• Dataset rows

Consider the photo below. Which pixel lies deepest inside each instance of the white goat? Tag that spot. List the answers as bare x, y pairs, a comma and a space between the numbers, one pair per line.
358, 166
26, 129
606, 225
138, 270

• Given task
Could you turn the rows above into a numbered list, leaving out any blank lines?

• Task output
1. Consider the photo below. Which pixel lies deepest inside each instance of the white goat? Tag that spot. List the answers as bare x, y pairs, a comma and a space between the numbers, one pair per line.
2. 358, 166
3. 26, 129
4. 606, 225
5. 138, 270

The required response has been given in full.